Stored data
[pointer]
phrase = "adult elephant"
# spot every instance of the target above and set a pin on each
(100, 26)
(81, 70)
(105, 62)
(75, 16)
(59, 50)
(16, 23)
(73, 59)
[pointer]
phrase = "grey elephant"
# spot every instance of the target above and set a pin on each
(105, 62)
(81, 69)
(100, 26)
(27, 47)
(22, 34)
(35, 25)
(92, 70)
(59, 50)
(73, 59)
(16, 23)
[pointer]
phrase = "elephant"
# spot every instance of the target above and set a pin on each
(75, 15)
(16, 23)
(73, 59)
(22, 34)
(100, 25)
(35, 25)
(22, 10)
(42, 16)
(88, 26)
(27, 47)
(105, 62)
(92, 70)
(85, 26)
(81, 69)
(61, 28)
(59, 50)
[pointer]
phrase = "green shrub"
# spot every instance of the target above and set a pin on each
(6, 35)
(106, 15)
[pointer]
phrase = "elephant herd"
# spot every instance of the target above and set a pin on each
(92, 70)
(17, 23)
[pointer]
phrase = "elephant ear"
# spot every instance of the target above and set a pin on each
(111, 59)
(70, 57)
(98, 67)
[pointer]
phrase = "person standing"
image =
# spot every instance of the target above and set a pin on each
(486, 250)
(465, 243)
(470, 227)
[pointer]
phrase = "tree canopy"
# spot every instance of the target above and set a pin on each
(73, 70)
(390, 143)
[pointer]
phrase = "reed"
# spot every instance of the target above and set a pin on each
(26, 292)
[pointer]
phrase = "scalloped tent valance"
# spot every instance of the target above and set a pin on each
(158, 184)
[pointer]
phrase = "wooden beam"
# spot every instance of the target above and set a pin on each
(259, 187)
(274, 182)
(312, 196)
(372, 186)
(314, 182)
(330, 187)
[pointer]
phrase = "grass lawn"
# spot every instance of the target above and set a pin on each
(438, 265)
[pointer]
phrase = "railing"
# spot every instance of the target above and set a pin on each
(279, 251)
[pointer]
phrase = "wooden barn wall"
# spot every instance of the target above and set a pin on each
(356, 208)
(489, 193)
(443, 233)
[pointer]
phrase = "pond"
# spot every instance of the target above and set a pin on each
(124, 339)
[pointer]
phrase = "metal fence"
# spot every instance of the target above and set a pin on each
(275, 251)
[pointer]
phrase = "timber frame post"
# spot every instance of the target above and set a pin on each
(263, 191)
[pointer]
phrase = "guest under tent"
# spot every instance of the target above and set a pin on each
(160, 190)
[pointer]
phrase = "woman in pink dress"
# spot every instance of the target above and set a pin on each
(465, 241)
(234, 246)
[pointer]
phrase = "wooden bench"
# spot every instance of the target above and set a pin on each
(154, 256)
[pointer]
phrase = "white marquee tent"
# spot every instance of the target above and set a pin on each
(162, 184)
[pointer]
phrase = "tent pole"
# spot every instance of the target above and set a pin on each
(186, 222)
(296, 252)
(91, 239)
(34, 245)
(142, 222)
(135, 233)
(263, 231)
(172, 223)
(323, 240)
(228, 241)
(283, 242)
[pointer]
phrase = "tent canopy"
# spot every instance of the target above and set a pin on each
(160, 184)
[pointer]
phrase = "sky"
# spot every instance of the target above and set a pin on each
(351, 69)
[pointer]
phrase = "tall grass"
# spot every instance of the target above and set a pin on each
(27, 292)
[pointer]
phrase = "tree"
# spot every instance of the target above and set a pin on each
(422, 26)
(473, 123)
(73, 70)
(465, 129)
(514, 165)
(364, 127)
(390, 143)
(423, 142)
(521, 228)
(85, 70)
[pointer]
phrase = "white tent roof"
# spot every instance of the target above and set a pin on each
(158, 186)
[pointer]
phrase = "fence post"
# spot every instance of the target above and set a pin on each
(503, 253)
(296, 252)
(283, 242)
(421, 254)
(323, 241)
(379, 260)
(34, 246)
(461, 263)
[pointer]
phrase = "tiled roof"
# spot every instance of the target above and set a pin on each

#### What you are asked to do
All lines in the records above that contain "post" are to be reported.

#### Response
phrase = "timber frame post"
phrase = "fence post"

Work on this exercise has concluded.